Bounding-box records
^^^^^^^^^^^^^^^^
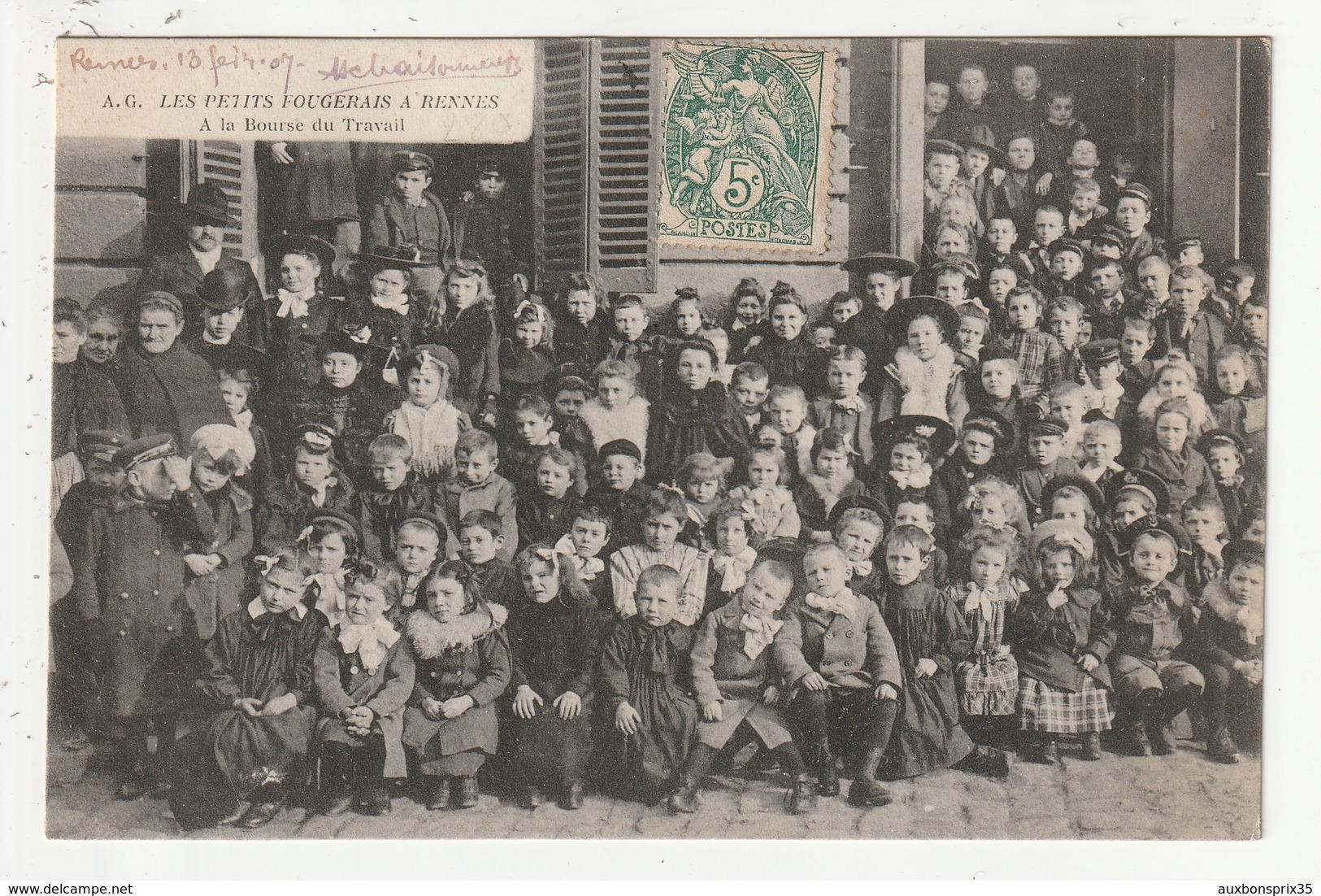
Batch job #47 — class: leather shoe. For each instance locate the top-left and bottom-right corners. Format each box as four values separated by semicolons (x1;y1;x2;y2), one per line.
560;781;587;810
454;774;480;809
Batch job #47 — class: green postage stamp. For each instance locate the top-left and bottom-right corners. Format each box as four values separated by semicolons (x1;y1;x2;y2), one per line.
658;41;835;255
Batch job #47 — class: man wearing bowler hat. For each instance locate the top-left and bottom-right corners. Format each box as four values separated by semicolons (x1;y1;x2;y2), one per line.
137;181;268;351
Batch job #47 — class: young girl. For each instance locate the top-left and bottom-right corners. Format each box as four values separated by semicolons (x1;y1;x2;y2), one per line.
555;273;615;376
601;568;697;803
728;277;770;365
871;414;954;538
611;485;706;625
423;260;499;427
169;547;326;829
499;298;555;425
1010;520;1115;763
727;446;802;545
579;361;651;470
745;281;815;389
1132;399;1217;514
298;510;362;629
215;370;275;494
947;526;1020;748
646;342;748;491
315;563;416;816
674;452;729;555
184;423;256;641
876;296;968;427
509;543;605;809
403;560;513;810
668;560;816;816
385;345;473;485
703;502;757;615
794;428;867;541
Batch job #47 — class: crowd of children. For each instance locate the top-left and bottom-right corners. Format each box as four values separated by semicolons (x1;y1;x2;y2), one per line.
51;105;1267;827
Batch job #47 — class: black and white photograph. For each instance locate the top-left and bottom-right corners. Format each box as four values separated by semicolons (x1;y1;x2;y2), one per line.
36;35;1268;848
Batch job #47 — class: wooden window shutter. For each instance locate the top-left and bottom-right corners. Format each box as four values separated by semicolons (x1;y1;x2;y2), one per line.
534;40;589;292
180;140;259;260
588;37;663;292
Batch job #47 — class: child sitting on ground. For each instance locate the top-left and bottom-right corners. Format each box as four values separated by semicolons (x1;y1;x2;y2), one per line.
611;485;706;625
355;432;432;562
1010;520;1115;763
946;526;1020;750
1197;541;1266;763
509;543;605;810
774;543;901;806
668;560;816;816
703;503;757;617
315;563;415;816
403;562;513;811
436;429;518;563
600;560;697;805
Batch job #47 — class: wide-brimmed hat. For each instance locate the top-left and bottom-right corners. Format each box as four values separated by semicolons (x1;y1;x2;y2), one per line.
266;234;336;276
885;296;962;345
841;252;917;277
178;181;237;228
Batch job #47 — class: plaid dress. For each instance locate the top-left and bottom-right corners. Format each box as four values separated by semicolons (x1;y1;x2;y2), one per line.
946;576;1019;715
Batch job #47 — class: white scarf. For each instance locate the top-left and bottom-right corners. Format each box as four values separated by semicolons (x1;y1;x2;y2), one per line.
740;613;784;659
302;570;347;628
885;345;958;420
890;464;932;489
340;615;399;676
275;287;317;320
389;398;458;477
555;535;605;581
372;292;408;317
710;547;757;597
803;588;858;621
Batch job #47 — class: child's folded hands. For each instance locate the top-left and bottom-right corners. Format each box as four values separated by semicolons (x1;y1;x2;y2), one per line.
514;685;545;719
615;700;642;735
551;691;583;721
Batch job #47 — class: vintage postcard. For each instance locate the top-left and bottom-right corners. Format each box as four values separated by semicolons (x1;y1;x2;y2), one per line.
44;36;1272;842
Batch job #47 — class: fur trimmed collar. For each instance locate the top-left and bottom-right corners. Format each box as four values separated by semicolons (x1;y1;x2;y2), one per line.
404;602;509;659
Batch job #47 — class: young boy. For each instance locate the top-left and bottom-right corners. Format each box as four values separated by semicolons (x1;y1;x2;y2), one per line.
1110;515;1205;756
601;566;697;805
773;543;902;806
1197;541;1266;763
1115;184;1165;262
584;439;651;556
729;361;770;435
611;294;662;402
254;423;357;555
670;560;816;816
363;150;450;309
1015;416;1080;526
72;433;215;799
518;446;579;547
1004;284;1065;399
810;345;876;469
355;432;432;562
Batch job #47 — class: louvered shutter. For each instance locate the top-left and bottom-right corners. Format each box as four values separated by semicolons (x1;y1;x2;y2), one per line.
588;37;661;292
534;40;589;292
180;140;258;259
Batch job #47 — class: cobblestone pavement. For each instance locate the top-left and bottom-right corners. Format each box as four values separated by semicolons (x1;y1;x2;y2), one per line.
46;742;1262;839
^^^^^^^^^^^^^^^^
Aim: Return, word for word, every line from the line with "Batch job #47 — class: young boy." to the final line of the data.

Worked solution:
Batch job #47 — class: young boy. For each instance locate the top-left and bottom-right corners. Format each box as four values separated by semicolons (x1;y1;x2;y2), one per line.
1110;515;1205;756
601;566;697;805
773;543;902;806
1197;541;1266;763
1115;184;1165;262
584;439;651;556
729;361;770;435
611;294;662;402
254;423;357;555
670;560;816;816
363;150;450;309
1015;416;1080;526
72;433;215;799
518;446;579;547
1004;284;1065;399
810;345;876;469
355;432;432;562
Batch job #47 — class: louvered shutter. For each instance locate the top-left and bottom-right corners. Format each box as four values separated by semicolons (x1;y1;x2;y2), one per line.
588;37;661;292
534;40;589;292
180;140;258;259
Batch job #47 — class: cobblestone pavement. For each instance locate the top-left and bottom-right corners. Format each box as four values separated by semicolons (x1;y1;x2;y2), one per line.
46;742;1262;839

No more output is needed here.